_REQUIRED WORK_.
Exact copies of all the records are to be output.

_INFORMATION SHOWN_.
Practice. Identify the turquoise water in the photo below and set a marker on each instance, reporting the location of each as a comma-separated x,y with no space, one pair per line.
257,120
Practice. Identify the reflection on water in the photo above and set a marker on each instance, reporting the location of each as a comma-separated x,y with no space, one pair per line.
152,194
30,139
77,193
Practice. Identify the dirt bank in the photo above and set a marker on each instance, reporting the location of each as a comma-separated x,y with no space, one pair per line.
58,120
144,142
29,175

_RESPONSE AREA_.
Practice. Identify the turquoise water in the photo below and set a marker on each instance, reporting the location of each as a comma-separated x,y with no space, one pair per line.
257,120
Practice. Identify the reflection on water in the photo above and set a marker on each instance, reporting the location of each as a comma-separated x,y with no space, one pair per line.
152,194
30,139
77,193
Practice. Identify the dirt bank in the photo above and set a marker on each instance, reporting the location of each as a comma-separated x,y with no space, one pair per line.
58,120
144,142
29,175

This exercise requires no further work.